[Written problem] Show every line below that contains the word "each", copying those lines in full. Case counts.

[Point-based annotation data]
** START **

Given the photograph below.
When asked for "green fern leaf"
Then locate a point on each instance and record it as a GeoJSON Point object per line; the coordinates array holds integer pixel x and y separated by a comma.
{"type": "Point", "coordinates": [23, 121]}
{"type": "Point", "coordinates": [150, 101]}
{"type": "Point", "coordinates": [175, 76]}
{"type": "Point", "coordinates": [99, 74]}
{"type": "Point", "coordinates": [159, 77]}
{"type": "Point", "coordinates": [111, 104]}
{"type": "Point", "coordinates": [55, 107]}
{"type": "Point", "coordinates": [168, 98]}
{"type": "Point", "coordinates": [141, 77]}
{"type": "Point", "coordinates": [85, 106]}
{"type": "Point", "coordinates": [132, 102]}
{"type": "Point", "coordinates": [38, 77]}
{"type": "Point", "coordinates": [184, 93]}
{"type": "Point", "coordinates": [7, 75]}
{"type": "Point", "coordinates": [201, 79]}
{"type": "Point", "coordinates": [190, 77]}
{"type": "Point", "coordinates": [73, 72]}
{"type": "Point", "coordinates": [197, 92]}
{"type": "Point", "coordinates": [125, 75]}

** END **

[Solved exercise]
Then locate a point on each instance and record it as a GeoJSON Point object per line; the coordinates array holds integer pixel x and y separated by a comma.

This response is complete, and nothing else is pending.